### What needs to be done:
Render the part of the data that opens with the line containing "of the arched" and closes with the final line of the data, both included, as a JSON list of strings with one string per line and blank lines omitted.

### The data:
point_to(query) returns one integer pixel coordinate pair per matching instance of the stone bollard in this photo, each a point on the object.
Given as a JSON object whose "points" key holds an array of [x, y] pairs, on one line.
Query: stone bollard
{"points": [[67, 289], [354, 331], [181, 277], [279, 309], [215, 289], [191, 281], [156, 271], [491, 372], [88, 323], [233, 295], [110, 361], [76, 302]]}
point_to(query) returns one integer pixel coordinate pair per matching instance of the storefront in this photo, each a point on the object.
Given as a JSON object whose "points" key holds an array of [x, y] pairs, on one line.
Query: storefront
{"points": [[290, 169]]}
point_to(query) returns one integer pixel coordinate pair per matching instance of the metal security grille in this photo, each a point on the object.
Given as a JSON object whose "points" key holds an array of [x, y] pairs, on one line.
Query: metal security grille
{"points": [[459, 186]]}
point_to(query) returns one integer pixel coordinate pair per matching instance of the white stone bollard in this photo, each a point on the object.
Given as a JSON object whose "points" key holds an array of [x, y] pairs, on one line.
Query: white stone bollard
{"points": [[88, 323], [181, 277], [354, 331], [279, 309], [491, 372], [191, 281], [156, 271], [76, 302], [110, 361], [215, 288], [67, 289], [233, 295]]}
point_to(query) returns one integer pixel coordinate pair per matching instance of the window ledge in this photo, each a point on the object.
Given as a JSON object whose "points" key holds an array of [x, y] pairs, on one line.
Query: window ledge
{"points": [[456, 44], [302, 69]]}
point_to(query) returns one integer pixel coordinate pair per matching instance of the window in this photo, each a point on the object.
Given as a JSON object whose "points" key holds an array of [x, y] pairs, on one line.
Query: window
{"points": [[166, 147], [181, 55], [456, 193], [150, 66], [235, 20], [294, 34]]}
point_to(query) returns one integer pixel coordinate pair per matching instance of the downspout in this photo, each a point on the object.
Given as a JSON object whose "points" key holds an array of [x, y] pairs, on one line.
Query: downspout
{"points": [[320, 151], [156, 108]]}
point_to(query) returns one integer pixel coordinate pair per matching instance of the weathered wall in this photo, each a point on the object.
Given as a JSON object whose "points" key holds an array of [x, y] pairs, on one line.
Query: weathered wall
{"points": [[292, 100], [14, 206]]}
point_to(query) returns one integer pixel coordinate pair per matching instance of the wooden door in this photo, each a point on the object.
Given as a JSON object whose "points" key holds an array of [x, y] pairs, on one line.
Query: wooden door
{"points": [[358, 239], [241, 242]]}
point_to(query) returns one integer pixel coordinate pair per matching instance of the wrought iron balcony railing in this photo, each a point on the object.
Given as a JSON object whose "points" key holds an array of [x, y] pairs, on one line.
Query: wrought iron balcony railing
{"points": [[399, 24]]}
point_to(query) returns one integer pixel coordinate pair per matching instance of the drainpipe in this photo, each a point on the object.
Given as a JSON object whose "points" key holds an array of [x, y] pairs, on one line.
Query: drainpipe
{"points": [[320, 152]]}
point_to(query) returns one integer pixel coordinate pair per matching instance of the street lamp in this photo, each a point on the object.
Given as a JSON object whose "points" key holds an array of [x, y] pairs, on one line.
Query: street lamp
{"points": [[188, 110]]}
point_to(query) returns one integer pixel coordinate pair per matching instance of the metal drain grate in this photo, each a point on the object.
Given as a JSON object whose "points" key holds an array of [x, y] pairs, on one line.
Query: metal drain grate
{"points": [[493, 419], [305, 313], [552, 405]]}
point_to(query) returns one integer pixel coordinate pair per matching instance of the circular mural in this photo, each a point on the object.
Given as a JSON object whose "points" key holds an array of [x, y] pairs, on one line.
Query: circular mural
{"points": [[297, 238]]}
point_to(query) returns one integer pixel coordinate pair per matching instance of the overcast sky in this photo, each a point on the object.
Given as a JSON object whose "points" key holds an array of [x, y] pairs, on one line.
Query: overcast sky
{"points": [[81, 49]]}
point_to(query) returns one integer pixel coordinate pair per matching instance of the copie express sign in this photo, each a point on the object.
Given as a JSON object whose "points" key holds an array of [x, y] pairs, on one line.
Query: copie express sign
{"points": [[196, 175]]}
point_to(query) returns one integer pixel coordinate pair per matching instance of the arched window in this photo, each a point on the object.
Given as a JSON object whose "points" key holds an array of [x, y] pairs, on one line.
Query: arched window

### Exercise solution:
[
  "point_to(query) returns one integer pixel coordinate pair per matching instance of the arched window in this photo, each a point on the object.",
  "Given as a JSON object whose \"points\" key holds an array of [x, y] pairs, on one line.",
  "Query: arched window"
]